▶ **Problem details**
Down to the last line, reproduce the records exactly.

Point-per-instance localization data
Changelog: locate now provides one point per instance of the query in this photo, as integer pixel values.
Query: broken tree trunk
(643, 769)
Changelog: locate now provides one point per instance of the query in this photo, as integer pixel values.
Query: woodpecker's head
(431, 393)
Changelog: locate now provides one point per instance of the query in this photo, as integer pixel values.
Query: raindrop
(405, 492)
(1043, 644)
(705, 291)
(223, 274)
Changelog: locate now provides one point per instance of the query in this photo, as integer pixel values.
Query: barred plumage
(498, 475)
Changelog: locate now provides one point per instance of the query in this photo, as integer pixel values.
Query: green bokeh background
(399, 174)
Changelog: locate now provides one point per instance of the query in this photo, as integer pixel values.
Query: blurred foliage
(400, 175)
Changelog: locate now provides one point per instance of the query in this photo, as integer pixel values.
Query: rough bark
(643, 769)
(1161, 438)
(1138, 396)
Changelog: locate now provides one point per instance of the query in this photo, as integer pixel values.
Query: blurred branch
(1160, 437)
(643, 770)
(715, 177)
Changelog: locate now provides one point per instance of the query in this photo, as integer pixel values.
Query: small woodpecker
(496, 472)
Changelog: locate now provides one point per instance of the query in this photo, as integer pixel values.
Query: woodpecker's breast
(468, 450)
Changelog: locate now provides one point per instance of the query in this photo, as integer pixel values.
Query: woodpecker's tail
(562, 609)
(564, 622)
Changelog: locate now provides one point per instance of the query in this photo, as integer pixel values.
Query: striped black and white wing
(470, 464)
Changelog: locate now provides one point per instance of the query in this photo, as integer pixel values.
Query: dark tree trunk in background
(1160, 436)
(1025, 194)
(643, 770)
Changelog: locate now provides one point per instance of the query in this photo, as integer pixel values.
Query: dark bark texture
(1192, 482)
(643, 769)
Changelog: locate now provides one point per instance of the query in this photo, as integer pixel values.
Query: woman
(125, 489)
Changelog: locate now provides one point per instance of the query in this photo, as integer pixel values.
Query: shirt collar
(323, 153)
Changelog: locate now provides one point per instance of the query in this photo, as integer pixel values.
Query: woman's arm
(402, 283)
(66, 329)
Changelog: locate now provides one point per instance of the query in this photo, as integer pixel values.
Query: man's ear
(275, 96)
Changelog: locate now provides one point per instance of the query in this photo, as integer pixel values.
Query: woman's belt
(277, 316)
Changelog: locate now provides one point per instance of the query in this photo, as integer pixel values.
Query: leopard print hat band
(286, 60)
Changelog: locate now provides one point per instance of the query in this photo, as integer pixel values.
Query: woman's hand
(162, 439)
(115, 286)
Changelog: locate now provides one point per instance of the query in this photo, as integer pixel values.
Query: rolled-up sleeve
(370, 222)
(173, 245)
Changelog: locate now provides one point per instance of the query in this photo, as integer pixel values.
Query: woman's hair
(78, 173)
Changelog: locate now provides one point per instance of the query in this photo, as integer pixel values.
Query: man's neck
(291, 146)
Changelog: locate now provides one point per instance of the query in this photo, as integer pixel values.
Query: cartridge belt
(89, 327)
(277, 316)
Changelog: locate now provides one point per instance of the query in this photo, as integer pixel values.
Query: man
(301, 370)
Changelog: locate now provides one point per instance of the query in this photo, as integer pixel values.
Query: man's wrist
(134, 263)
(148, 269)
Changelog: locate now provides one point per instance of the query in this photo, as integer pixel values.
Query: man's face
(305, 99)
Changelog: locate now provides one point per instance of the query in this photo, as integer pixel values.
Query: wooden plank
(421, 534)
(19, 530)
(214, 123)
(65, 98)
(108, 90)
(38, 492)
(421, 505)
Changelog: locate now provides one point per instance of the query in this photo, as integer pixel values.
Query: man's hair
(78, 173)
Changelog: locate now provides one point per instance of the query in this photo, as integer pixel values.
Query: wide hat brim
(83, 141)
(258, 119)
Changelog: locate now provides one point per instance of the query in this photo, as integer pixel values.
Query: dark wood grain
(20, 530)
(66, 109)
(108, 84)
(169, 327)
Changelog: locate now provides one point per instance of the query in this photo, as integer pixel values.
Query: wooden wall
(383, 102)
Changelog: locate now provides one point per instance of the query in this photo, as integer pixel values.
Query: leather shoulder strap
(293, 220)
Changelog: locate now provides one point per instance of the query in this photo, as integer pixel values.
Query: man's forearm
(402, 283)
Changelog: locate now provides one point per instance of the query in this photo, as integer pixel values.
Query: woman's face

▶ **Final answer**
Changelog: locate now provides one point per instance of the query in this photo, as integer pixel values.
Query: broken tree trunk
(643, 769)
Changelog: locate now provides one point per instance of the query in this photo, as integer pixel values.
Query: woodpecker's head
(431, 393)
Changelog: locate now provides one point per instance of the query in this photo, as integer pixel values.
Query: raindrop
(405, 492)
(1043, 644)
(705, 291)
(223, 274)
Changelog: locate now provides one point per instance of the query in this photo, as integer pixel values.
Query: barred plumage
(498, 475)
Changelog: locate now provides one point per instance of the query in this photo, as integer pixel values.
Query: green bokeh background
(399, 174)
Changelog: locate now provides one point per instance of the query in this photo, as integer pixel values.
Query: blurred foliage
(400, 175)
Changelog: locate now provides one point per instance of the query in this photo, as integer pixel values.
Query: rough bark
(643, 769)
(1161, 438)
(1138, 396)
Changelog: locate now provides one point per instance of the query in this photo, as integer pixel values.
Query: blurred branch
(1160, 437)
(643, 770)
(715, 177)
Changelog: locate now provides one point per instance of the query in this photo, as integer pixel values.
Query: small woodpecker
(496, 472)
Changelog: locate now provides one point per instance of the query in this photo, as integer pixel values.
Query: woodpecker's breast
(468, 450)
Changelog: locate now provides one point per instance of the query in this photo, as integer pixel values.
Query: woodpecker's tail
(562, 609)
(564, 622)
Changelog: locate now provides one point per instance of the query in this photo, as integer pixel values.
Query: striped black and white wing
(470, 464)
Changelog: locate now provides one point per instance of the query in this photo, as integer pixel values.
Query: dark tree trunk in background
(1160, 436)
(1025, 194)
(643, 770)
Changelog: locate now provides one point per instance of the query in this photo, as integer pixel values.
Query: dark bark texture
(1192, 482)
(643, 769)
Changelog: locate now provides one point per instance of the query in this photo, as integer pixel values.
Query: woman
(125, 489)
Changelog: locate now provides one point per instance of the query in this photo, as integer pixel values.
Query: shirt collar
(323, 153)
Changelog: locate now provides one point per instance of the query in this photo, as integer pixel values.
Query: woman's arm
(402, 283)
(66, 329)
Changelog: locate now provides one point per instance of the query in this photo, as integer pixel values.
Query: man's ear
(275, 96)
Changelog: locate now provides one point per instance of the query in this photo, as integer pixel values.
Query: woman's belt
(277, 316)
Changelog: locate now provides one point per instance of the query in this photo, as integer pixel values.
Query: leopard print hat band
(286, 60)
Changelog: locate now provides one point per instance of the query in this photo, as integer pixel values.
Query: woman's hand
(162, 439)
(115, 286)
Changelog: locate now provides one point per instance of the query in this photo, as integer pixel values.
Query: rolled-up sleeve
(370, 222)
(173, 245)
Changelog: locate now provides one point per instance of the query in this photo, as integer pixel values.
Query: woman's hair
(78, 173)
Changelog: locate now provides one point per instance of the query in this photo, as integer pixel values.
Query: man's neck
(291, 146)
Changelog: locate now provides one point per instance of the query in this photo, as integer pixel values.
Query: cartridge belt
(89, 327)
(277, 316)
Changelog: locate now provides one point per instance of the query in this photo, as integer pixel values.
Query: man
(301, 370)
Changelog: locate now provides one point per instance of the query in this photo, as integer pixel values.
Query: man's wrist
(134, 263)
(148, 269)
Changelog: locate now provides one point per instance of the query in this photo, as integer pixel values.
Query: man's face
(305, 99)
Changelog: locate now provides one point per instance of the query in this photo, as integer pixel values.
Query: wooden plank
(421, 534)
(19, 530)
(214, 123)
(65, 98)
(108, 90)
(38, 492)
(421, 505)
Changelog: locate now provides one point per instance of the query in this photo, as integer pixel values.
Query: man's hair
(78, 173)
Changelog: locate now provides one point per instance of the query in this photo, as integer pixel values.
Query: wide hat brim
(83, 141)
(258, 119)
Changelog: locate now provides one point per instance of the query in this photo, as integer pixel values.
Query: dark wood grain
(20, 530)
(66, 109)
(108, 84)
(169, 327)
Changelog: locate now provides one point per instance of the query in this photo, as integer pixel values.
Query: wooden wall
(383, 102)
Changelog: locate now provides one point per instance of the query in this photo, as integer pixel values.
Query: leather shoulder strap
(293, 220)
Changelog: locate now provides one point per instance of the query in this photo, as integer pixel values.
Query: man's forearm
(402, 283)
Changelog: locate now provides one point per instance of the query in this photo, as integer pixel values.
Query: woman's face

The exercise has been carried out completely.